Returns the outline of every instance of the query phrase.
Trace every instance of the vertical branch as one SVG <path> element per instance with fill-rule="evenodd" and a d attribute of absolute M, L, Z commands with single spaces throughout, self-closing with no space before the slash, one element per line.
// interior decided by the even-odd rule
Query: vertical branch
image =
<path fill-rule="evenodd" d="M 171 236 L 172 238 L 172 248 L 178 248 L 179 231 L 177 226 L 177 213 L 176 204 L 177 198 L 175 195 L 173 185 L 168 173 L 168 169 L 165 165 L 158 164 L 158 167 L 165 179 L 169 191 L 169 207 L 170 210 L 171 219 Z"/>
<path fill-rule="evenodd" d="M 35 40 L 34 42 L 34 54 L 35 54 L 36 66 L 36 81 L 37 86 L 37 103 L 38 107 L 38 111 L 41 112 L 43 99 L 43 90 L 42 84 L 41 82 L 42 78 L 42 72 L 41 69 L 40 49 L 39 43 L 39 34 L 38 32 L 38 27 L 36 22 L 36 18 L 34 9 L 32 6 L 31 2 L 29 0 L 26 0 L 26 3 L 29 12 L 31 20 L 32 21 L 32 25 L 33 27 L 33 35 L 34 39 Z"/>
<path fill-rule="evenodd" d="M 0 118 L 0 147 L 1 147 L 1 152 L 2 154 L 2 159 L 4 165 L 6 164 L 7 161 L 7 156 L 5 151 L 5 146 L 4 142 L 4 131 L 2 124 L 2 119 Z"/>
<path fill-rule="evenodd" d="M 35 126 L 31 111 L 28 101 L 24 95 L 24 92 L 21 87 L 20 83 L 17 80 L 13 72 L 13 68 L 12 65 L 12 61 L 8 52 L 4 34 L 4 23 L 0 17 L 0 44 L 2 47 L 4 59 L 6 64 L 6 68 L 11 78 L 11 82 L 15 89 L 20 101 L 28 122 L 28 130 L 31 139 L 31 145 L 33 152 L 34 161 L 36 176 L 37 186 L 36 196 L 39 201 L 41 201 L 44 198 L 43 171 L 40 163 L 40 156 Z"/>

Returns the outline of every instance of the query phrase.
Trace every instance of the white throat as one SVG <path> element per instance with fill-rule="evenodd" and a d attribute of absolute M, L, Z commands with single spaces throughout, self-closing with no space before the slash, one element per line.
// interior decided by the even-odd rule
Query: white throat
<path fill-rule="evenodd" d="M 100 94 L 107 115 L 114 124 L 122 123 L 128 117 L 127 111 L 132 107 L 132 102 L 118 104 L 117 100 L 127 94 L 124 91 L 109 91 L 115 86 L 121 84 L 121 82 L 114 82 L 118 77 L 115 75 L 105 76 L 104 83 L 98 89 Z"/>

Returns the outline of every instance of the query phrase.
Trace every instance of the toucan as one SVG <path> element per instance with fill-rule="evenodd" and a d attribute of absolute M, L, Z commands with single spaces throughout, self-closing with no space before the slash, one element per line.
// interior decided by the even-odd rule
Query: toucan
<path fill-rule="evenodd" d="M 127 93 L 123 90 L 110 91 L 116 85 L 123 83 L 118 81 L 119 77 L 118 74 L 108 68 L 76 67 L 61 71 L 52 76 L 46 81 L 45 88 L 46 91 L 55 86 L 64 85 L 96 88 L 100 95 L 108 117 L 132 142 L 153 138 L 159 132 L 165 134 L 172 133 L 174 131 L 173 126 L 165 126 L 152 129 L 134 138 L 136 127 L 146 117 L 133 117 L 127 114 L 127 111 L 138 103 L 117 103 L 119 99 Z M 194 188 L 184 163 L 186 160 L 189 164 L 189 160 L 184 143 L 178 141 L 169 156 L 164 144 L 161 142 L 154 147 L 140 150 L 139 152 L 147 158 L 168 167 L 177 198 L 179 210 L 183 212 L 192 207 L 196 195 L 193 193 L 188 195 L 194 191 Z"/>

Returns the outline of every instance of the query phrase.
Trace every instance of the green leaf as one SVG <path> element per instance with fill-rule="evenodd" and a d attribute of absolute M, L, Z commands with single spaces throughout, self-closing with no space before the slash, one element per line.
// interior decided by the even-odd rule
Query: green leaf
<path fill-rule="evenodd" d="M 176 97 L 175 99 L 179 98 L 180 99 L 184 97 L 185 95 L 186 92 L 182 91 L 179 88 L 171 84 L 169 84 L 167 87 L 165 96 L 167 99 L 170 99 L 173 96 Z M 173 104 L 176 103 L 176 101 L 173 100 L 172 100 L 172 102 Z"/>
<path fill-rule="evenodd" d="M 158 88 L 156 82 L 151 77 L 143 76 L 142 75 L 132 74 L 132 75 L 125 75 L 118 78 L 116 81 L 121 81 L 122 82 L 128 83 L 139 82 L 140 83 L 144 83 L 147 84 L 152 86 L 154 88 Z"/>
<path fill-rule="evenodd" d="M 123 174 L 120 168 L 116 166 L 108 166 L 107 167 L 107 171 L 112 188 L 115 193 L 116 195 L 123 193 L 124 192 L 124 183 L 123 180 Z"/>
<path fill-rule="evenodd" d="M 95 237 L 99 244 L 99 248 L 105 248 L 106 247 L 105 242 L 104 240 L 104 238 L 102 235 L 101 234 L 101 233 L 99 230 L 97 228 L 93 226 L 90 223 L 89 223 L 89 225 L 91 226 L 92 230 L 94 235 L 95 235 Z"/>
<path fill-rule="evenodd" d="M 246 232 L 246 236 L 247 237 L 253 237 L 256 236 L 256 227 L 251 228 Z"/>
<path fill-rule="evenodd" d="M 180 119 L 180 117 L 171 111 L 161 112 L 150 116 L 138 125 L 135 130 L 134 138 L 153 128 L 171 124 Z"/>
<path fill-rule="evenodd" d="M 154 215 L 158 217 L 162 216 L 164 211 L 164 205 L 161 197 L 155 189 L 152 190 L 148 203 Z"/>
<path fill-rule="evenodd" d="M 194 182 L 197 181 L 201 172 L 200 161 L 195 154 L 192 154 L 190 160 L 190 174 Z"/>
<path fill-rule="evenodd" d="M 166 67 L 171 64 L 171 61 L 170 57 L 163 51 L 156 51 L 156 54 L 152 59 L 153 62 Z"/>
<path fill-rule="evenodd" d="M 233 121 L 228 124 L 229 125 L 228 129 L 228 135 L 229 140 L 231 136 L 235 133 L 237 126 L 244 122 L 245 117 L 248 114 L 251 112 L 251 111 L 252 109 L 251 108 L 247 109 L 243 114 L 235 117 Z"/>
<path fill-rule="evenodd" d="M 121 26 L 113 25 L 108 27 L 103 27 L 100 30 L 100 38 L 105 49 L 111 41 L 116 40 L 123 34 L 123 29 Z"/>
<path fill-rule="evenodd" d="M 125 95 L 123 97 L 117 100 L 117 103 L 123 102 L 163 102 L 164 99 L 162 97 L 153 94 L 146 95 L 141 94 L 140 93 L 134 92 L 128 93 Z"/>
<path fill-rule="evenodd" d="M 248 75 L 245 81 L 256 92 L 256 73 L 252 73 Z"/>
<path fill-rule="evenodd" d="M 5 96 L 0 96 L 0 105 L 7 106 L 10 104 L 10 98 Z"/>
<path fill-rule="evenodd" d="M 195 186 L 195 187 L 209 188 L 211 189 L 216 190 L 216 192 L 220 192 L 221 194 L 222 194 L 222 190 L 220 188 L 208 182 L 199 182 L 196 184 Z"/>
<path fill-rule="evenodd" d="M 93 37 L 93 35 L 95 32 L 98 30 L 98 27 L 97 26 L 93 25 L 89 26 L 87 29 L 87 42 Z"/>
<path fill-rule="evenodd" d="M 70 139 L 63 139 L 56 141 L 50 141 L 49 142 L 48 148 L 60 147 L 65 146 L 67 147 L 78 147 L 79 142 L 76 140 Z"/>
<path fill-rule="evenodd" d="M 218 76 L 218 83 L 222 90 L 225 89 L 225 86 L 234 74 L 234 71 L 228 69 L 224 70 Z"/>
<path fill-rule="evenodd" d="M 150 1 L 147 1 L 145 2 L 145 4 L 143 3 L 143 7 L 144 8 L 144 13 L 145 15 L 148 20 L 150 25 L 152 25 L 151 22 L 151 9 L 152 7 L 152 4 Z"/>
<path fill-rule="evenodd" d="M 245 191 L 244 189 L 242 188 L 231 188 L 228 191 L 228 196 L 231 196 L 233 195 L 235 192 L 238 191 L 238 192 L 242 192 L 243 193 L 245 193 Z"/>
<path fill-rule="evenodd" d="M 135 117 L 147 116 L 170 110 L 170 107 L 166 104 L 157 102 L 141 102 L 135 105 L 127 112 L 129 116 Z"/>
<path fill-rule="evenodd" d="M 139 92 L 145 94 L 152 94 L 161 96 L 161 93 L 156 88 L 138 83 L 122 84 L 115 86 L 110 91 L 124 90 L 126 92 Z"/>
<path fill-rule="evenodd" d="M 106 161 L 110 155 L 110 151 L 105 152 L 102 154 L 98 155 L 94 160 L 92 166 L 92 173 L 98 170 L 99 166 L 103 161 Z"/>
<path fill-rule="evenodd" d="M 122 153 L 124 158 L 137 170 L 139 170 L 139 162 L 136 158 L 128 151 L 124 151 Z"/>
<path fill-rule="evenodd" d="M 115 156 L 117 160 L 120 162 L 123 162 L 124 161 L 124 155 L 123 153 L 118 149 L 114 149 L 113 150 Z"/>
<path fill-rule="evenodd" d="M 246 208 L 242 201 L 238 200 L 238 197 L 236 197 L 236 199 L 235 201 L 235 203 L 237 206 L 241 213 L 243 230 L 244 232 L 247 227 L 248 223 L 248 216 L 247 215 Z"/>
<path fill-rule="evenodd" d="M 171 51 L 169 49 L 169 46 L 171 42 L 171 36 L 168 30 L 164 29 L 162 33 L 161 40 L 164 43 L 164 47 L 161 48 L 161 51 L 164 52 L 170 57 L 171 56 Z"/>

########

## Exercise directions
Rewrite the lines above as a numbered list, beginning with the very first line and continuing through the line that contains "35 126 L 31", both included, and leave out any blank lines.

## The solution
1. Returns the outline of every instance of the query phrase.
2. Trace every instance of the vertical branch as one SVG <path> element per instance with fill-rule="evenodd" and a d attribute of absolute M, L, Z commands with single spaces throughout, self-closing with no space before the slash, one element per line.
3. // interior decided by the even-odd rule
4. Query: vertical branch
5. image =
6. <path fill-rule="evenodd" d="M 171 236 L 172 238 L 172 248 L 178 248 L 179 231 L 177 226 L 177 213 L 176 204 L 177 198 L 175 195 L 173 185 L 168 173 L 168 169 L 165 165 L 158 164 L 158 167 L 165 179 L 169 191 L 169 207 L 170 210 L 171 219 Z"/>
7. <path fill-rule="evenodd" d="M 35 40 L 34 42 L 34 54 L 35 54 L 36 66 L 36 81 L 37 86 L 37 103 L 38 107 L 38 111 L 41 112 L 43 99 L 43 90 L 42 84 L 41 82 L 42 78 L 42 72 L 41 69 L 40 49 L 39 43 L 39 34 L 38 32 L 38 27 L 36 22 L 36 18 L 34 9 L 32 6 L 31 2 L 29 0 L 26 0 L 26 3 L 29 12 L 31 20 L 32 21 L 32 25 L 33 27 L 33 35 L 34 39 Z"/>
8. <path fill-rule="evenodd" d="M 0 118 L 0 147 L 1 147 L 1 152 L 2 154 L 2 159 L 4 165 L 6 164 L 7 161 L 7 156 L 5 151 L 5 146 L 4 142 L 4 131 L 2 124 L 2 119 Z"/>
9. <path fill-rule="evenodd" d="M 35 126 L 31 111 L 28 101 L 24 95 L 24 92 L 21 87 L 20 83 L 17 80 L 13 72 L 13 68 L 12 65 L 12 61 L 8 52 L 4 34 L 4 23 L 0 17 L 0 44 L 2 47 L 4 59 L 6 64 L 6 68 L 11 78 L 11 82 L 15 89 L 20 101 L 28 122 L 28 130 L 31 139 L 31 145 L 33 152 L 34 161 L 36 176 L 37 186 L 36 196 L 39 201 L 41 201 L 44 198 L 43 171 L 40 163 L 40 156 Z"/>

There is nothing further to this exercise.